----- DOCUMENT EXCERPT -----

The cardiac transient outward potassium current (referred to as Ito1 or Ito  ) is one of the ion currents across the cell membrane of heart muscle cells. It is the main contributing current during the repolarizing phase 1 of the cardiac action potential. It is a result of the movement of positively charged potassium (K+) ions from the intracellular to the extracellular space. Ito1 is complemented with Ito2 resulting from Cl− ions to form the transient outward current Ito.

Mechanism
Ito1 is rapidly activated and deactivated. It is activated after the fast increase of the membrane potential following the phase 0 of the cardiac action potential. Once activated, (K+) ions from inside the cells flow to the extracellular space. This outward flow of positively charged ions constitutes the Ito1 and causes the transmembrane voltage to decrease. This decrease of the transmembrane potential is known as repolarization. Ito1 is then quickly deactivated, stopping the repolarization and ending the phase 1 of the action potential.

----- RECORD SET -----

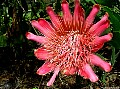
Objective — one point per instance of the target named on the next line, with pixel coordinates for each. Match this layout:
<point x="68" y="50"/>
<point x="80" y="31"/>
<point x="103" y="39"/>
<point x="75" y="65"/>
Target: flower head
<point x="70" y="41"/>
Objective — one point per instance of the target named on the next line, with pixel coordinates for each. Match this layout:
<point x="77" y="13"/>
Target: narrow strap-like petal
<point x="66" y="12"/>
<point x="43" y="27"/>
<point x="99" y="23"/>
<point x="95" y="60"/>
<point x="99" y="41"/>
<point x="78" y="16"/>
<point x="45" y="68"/>
<point x="41" y="54"/>
<point x="101" y="29"/>
<point x="91" y="75"/>
<point x="36" y="38"/>
<point x="91" y="16"/>
<point x="51" y="81"/>
<point x="54" y="18"/>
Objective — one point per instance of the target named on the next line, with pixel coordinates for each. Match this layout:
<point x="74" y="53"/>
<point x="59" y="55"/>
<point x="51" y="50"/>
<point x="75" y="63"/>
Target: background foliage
<point x="17" y="63"/>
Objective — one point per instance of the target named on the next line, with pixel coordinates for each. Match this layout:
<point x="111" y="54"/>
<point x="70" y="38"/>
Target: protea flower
<point x="70" y="42"/>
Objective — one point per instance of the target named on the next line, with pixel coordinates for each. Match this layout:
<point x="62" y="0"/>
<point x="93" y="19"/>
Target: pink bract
<point x="70" y="42"/>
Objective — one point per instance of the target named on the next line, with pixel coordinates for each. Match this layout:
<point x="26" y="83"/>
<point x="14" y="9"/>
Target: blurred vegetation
<point x="16" y="52"/>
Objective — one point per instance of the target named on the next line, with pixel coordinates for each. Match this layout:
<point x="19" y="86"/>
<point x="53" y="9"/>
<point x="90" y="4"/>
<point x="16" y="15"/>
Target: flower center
<point x="71" y="50"/>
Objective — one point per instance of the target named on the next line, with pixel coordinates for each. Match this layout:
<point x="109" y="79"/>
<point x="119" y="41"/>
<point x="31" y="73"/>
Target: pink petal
<point x="102" y="28"/>
<point x="91" y="16"/>
<point x="54" y="18"/>
<point x="78" y="17"/>
<point x="66" y="11"/>
<point x="36" y="38"/>
<point x="95" y="60"/>
<point x="41" y="54"/>
<point x="91" y="75"/>
<point x="45" y="68"/>
<point x="46" y="25"/>
<point x="99" y="41"/>
<point x="69" y="71"/>
<point x="51" y="81"/>
<point x="98" y="24"/>
<point x="46" y="31"/>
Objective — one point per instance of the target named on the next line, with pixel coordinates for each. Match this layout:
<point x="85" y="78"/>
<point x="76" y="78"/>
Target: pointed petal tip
<point x="49" y="9"/>
<point x="95" y="79"/>
<point x="27" y="35"/>
<point x="108" y="68"/>
<point x="96" y="6"/>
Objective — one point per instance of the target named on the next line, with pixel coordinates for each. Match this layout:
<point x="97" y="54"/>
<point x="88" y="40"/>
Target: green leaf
<point x="3" y="41"/>
<point x="114" y="56"/>
<point x="91" y="1"/>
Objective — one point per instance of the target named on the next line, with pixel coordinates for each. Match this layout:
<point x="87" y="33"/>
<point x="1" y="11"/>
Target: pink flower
<point x="70" y="42"/>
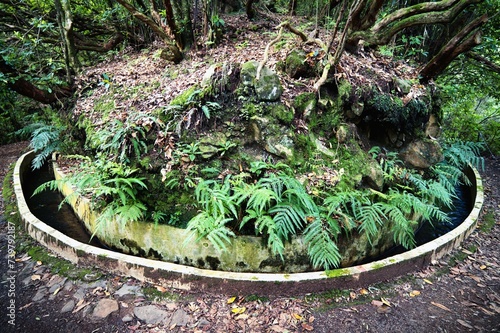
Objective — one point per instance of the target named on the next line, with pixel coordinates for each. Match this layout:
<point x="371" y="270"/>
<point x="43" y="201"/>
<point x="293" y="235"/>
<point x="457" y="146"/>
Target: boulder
<point x="267" y="88"/>
<point x="422" y="154"/>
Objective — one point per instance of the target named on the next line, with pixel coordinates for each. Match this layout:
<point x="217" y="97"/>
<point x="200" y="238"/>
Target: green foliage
<point x="45" y="139"/>
<point x="112" y="187"/>
<point x="125" y="141"/>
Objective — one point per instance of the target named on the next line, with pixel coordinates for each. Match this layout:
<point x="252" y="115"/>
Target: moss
<point x="155" y="295"/>
<point x="282" y="113"/>
<point x="334" y="273"/>
<point x="488" y="222"/>
<point x="184" y="96"/>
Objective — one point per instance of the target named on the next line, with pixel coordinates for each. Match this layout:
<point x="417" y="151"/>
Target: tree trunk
<point x="26" y="88"/>
<point x="175" y="53"/>
<point x="65" y="22"/>
<point x="443" y="11"/>
<point x="465" y="40"/>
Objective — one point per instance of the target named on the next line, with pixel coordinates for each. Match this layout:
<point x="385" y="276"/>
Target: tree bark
<point x="465" y="40"/>
<point x="26" y="88"/>
<point x="176" y="54"/>
<point x="482" y="60"/>
<point x="443" y="11"/>
<point x="65" y="22"/>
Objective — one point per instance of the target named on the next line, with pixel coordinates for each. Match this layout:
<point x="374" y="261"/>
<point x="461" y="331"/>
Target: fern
<point x="322" y="250"/>
<point x="45" y="139"/>
<point x="212" y="227"/>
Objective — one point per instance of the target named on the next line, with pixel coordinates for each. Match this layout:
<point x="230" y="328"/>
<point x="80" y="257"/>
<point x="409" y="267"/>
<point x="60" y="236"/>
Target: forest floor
<point x="459" y="293"/>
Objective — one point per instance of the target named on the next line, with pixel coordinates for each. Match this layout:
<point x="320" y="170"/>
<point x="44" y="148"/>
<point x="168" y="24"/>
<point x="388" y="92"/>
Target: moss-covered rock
<point x="296" y="65"/>
<point x="267" y="88"/>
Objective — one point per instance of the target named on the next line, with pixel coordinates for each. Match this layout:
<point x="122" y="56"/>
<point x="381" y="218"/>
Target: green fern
<point x="322" y="249"/>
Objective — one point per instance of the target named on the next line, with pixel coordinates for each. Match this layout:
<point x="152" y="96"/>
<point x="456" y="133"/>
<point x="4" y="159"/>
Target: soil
<point x="459" y="293"/>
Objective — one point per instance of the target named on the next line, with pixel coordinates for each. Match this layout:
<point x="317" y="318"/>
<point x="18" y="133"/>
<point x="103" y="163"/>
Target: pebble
<point x="105" y="307"/>
<point x="150" y="314"/>
<point x="69" y="306"/>
<point x="40" y="294"/>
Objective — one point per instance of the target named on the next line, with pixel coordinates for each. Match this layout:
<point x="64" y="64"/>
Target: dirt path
<point x="460" y="293"/>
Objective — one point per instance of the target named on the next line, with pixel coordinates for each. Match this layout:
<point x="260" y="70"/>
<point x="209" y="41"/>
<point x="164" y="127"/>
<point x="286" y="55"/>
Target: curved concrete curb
<point x="190" y="278"/>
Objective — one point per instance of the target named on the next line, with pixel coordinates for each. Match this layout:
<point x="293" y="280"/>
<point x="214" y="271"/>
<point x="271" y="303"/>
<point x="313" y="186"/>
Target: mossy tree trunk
<point x="364" y="26"/>
<point x="175" y="52"/>
<point x="65" y="23"/>
<point x="465" y="40"/>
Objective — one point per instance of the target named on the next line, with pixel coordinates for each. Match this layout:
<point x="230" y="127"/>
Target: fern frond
<point x="322" y="250"/>
<point x="370" y="217"/>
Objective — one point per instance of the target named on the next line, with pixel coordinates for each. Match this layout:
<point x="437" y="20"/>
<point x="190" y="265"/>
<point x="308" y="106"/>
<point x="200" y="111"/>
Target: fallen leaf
<point x="464" y="323"/>
<point x="386" y="302"/>
<point x="242" y="316"/>
<point x="25" y="306"/>
<point x="441" y="306"/>
<point x="414" y="293"/>
<point x="161" y="289"/>
<point x="383" y="309"/>
<point x="307" y="327"/>
<point x="78" y="308"/>
<point x="475" y="278"/>
<point x="238" y="310"/>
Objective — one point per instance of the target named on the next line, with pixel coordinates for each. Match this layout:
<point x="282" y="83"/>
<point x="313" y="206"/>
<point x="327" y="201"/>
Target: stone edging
<point x="195" y="279"/>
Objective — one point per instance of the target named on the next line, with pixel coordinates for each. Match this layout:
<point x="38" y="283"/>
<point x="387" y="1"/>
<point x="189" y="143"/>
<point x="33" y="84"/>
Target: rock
<point x="80" y="293"/>
<point x="105" y="307"/>
<point x="150" y="314"/>
<point x="128" y="290"/>
<point x="69" y="306"/>
<point x="296" y="67"/>
<point x="267" y="87"/>
<point x="433" y="129"/>
<point x="375" y="176"/>
<point x="404" y="86"/>
<point x="127" y="318"/>
<point x="179" y="318"/>
<point x="422" y="154"/>
<point x="40" y="294"/>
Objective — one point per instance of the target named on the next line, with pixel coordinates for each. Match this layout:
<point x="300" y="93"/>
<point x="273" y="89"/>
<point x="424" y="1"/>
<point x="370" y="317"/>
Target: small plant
<point x="45" y="139"/>
<point x="110" y="186"/>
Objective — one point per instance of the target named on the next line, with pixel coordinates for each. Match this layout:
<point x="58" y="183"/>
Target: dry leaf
<point x="307" y="327"/>
<point x="242" y="316"/>
<point x="464" y="323"/>
<point x="78" y="308"/>
<point x="386" y="302"/>
<point x="238" y="310"/>
<point x="441" y="306"/>
<point x="161" y="289"/>
<point x="414" y="293"/>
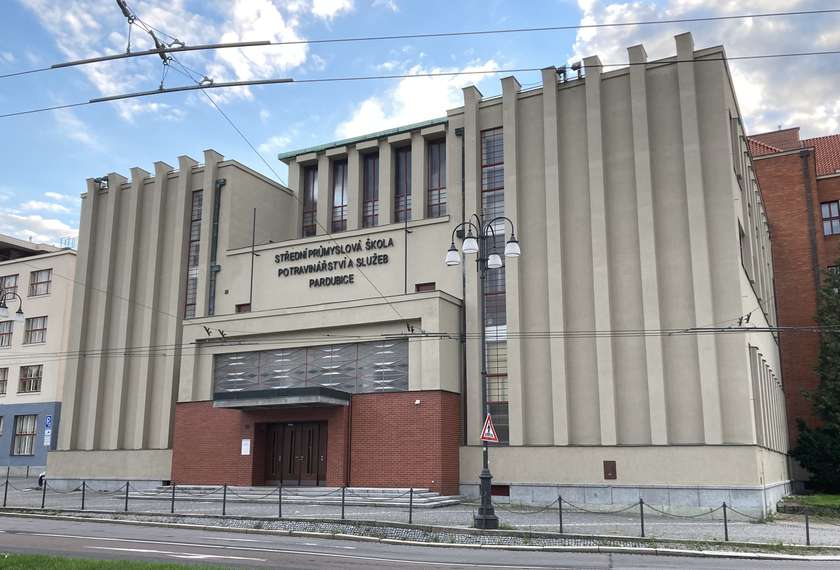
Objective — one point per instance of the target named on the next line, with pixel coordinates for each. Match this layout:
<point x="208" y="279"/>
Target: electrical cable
<point x="427" y="35"/>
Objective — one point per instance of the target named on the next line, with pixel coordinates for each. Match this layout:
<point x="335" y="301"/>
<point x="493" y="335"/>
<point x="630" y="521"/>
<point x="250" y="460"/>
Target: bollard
<point x="560" y="511"/>
<point x="410" y="505"/>
<point x="642" y="515"/>
<point x="280" y="501"/>
<point x="725" y="524"/>
<point x="807" y="529"/>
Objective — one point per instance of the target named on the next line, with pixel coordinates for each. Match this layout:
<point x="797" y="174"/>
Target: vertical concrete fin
<point x="647" y="245"/>
<point x="324" y="194"/>
<point x="97" y="434"/>
<point x="600" y="253"/>
<point x="124" y="310"/>
<point x="74" y="391"/>
<point x="699" y="243"/>
<point x="554" y="251"/>
<point x="510" y="125"/>
<point x="472" y="204"/>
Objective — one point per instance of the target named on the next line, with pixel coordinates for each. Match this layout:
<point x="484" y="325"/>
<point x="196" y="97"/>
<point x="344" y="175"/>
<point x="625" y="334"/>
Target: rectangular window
<point x="310" y="200"/>
<point x="370" y="198"/>
<point x="6" y="333"/>
<point x="339" y="213"/>
<point x="8" y="283"/>
<point x="402" y="184"/>
<point x="35" y="330"/>
<point x="831" y="218"/>
<point x="193" y="255"/>
<point x="39" y="282"/>
<point x="30" y="379"/>
<point x="24" y="442"/>
<point x="436" y="198"/>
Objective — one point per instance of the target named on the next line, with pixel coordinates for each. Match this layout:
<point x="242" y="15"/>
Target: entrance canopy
<point x="301" y="396"/>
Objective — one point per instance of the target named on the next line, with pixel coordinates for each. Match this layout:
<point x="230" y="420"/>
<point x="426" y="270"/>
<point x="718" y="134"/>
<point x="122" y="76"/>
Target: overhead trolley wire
<point x="291" y="81"/>
<point x="422" y="35"/>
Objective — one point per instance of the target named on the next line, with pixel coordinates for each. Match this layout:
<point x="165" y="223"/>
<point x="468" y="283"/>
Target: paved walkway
<point x="786" y="529"/>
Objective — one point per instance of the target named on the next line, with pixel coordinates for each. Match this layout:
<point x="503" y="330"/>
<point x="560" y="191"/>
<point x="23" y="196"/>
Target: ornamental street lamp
<point x="480" y="239"/>
<point x="6" y="295"/>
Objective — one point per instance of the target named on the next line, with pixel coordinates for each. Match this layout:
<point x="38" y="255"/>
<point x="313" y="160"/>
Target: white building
<point x="35" y="285"/>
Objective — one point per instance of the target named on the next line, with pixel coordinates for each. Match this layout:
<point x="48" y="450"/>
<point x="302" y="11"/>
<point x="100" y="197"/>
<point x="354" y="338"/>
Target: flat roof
<point x="377" y="135"/>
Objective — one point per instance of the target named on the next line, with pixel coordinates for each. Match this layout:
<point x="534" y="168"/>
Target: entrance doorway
<point x="296" y="454"/>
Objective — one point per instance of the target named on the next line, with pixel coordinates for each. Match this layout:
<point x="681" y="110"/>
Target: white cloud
<point x="329" y="9"/>
<point x="39" y="206"/>
<point x="771" y="92"/>
<point x="413" y="99"/>
<point x="35" y="227"/>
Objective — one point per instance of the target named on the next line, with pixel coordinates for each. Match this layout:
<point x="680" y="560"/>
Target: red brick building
<point x="800" y="180"/>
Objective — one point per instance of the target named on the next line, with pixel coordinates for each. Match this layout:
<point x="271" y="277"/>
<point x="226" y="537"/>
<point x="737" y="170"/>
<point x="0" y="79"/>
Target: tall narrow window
<point x="30" y="379"/>
<point x="402" y="184"/>
<point x="6" y="333"/>
<point x="495" y="324"/>
<point x="370" y="199"/>
<point x="39" y="282"/>
<point x="192" y="257"/>
<point x="24" y="442"/>
<point x="310" y="200"/>
<point x="35" y="330"/>
<point x="436" y="160"/>
<point x="8" y="283"/>
<point x="831" y="218"/>
<point x="339" y="214"/>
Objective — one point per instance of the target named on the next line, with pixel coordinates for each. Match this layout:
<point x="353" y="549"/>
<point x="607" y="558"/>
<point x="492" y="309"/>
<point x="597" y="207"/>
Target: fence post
<point x="642" y="515"/>
<point x="560" y="511"/>
<point x="410" y="505"/>
<point x="725" y="524"/>
<point x="807" y="529"/>
<point x="280" y="501"/>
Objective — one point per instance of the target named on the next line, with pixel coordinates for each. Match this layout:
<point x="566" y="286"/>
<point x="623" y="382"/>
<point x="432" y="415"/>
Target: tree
<point x="818" y="447"/>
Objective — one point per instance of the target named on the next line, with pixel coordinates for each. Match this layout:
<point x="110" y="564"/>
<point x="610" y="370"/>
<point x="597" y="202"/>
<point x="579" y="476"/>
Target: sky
<point x="48" y="156"/>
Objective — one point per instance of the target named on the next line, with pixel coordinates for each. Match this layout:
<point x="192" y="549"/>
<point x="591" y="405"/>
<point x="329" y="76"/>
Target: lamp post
<point x="5" y="295"/>
<point x="480" y="238"/>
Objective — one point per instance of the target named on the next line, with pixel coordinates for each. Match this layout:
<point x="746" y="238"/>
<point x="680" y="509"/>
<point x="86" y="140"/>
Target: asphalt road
<point x="130" y="542"/>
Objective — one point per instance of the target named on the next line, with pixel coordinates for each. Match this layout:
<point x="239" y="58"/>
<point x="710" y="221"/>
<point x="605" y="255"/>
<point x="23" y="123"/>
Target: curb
<point x="360" y="538"/>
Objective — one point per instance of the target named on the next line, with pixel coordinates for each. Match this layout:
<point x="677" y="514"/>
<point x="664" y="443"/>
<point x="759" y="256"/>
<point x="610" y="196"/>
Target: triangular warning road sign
<point x="488" y="432"/>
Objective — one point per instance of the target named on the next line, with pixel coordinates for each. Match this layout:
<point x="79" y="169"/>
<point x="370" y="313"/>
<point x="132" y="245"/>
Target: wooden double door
<point x="296" y="454"/>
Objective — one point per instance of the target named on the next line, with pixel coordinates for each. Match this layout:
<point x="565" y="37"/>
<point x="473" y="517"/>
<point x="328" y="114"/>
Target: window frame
<point x="29" y="331"/>
<point x="34" y="285"/>
<point x="27" y="437"/>
<point x="33" y="382"/>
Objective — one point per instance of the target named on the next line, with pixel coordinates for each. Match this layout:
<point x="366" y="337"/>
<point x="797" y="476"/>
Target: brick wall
<point x="395" y="443"/>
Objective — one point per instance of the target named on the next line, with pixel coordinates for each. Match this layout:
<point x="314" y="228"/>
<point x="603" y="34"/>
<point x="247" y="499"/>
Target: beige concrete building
<point x="35" y="287"/>
<point x="340" y="349"/>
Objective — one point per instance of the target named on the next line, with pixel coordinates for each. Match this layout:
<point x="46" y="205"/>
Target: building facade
<point x="800" y="179"/>
<point x="34" y="279"/>
<point x="337" y="348"/>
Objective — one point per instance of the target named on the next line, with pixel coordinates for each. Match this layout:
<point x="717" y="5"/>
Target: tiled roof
<point x="827" y="153"/>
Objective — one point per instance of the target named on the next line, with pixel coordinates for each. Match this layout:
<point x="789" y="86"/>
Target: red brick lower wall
<point x="395" y="442"/>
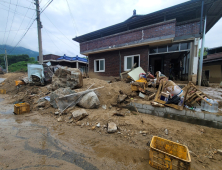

-----

■ **QUESTIONS TO ANSWER**:
1/ According to the passage on the cardiac transient outward potassium current, why does the transmembrane voltage decrease once Ito1 is activated?
2/ Continue the passage on the cardiac transient outward potassium current from its last sentence.

■ **ANSWER SET**:
1/ Once Ito1 is activated, positively charged K+ ions flow from inside the cell to the extracellular space. This outward movement of positive charge makes up the Ito1 current and lowers the transmembrane potential, a decrease known as repolarization.

2/
Ito1 is Ca2+-independent and has been clearly demonstrated in myocytes from different cardiac regions and species. There are two kinetic variants of cardiac Ito1: fast Ito1, called Ito1,f, and slow Ito, called Ito1,s. The channel responsible for Ito1,f is formed by assembly of Kv4.2 (KCND2) subunits, Kv4.3 (KCND3) subunits or a combination of the two, while the channel responsible for Ito1,s is composed of Kv1.4 (KCNA4) subunits. In addition, several regulatory subunits and pathways modulating the level and biophysical properties of cardiac Ito have been identified.

Ito1 affects the opening of Ca2+ channels during Phase 2 of the Action Potential. As a result, changes in Ito1 modulate changes in the action potential duration.

Role in disease
Reduction in Ito1 density is associated with prolonged action potentials and is a common finding in cardiac disease . 
Ito1 density is significantly lower in the cells of a failing heart in comparison to the cells of a healthy heart. 
There is correlation between decreased Ito1 density and atrial fibrillation.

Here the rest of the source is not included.